#### [Records from a collection]

· · · · · · ·

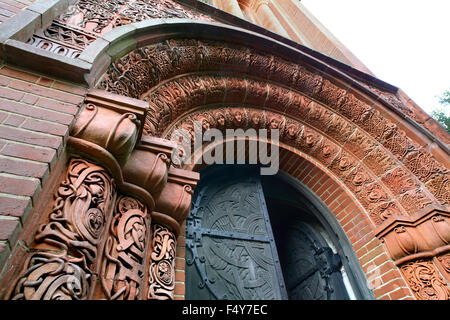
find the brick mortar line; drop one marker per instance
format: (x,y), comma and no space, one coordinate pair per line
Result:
(24,160)
(369,252)
(36,132)
(39,107)
(15,176)
(392,280)
(383,253)
(36,119)
(13,196)
(28,145)
(41,86)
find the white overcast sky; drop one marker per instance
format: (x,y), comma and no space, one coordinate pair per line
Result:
(403,42)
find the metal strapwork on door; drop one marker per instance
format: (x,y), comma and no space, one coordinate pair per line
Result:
(231,251)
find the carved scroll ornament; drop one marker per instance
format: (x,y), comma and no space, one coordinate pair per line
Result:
(425,234)
(425,281)
(162,267)
(125,250)
(76,225)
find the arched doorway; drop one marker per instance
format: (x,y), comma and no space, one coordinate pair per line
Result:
(256,237)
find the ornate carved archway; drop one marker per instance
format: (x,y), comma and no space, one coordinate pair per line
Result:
(390,169)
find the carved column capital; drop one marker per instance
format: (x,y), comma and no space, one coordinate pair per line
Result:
(174,202)
(422,235)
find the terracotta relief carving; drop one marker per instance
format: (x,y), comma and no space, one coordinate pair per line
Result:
(175,199)
(101,16)
(425,281)
(125,249)
(385,211)
(424,234)
(414,200)
(52,277)
(440,187)
(110,122)
(443,264)
(76,225)
(162,267)
(62,39)
(210,54)
(399,181)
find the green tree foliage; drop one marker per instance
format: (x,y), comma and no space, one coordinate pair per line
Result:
(440,115)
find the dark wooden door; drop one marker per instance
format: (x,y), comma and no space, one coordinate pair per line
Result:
(311,269)
(230,249)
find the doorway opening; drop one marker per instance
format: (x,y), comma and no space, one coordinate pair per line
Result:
(252,237)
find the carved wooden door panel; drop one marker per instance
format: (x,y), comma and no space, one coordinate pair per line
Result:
(311,269)
(231,252)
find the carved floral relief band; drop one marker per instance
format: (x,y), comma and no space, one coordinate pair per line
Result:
(414,243)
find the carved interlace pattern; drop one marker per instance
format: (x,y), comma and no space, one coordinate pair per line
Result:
(162,267)
(425,281)
(75,228)
(125,250)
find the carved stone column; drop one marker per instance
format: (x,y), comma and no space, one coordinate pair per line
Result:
(171,210)
(67,246)
(420,246)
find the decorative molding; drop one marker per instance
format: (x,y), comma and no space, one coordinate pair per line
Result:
(125,250)
(63,268)
(175,199)
(162,267)
(111,122)
(425,281)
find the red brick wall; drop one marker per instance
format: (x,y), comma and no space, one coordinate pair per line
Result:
(383,277)
(36,114)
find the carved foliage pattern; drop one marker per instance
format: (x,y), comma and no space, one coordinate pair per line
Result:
(125,250)
(162,267)
(75,227)
(103,15)
(425,281)
(167,58)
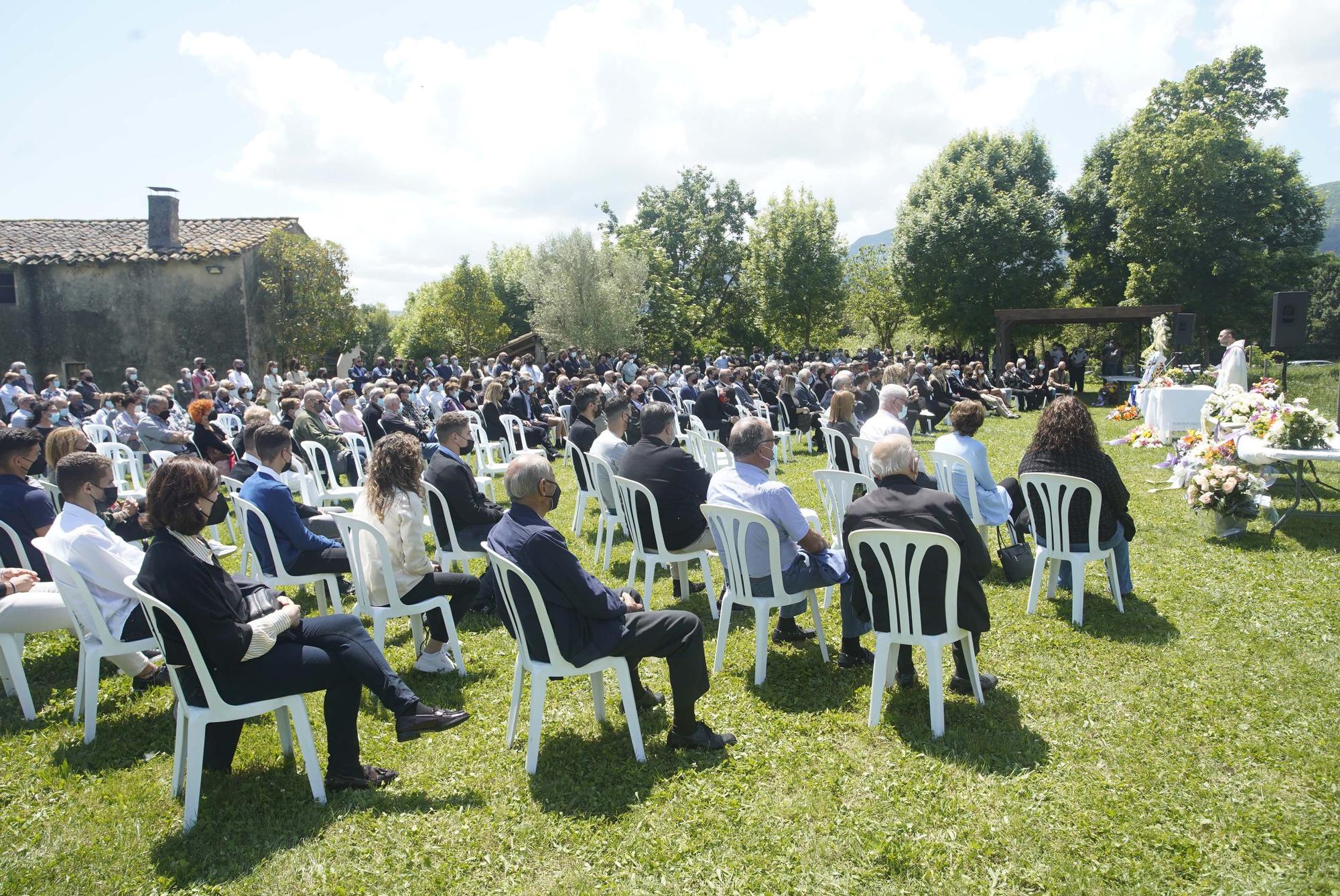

· · · · · · ·

#### [Brief]
Wherever a line in the entries above holds "doorway", copy that line.

#### [Answer]
find the arched doorway; drop one marker per instance
find the doorway opening; drop one marker per instance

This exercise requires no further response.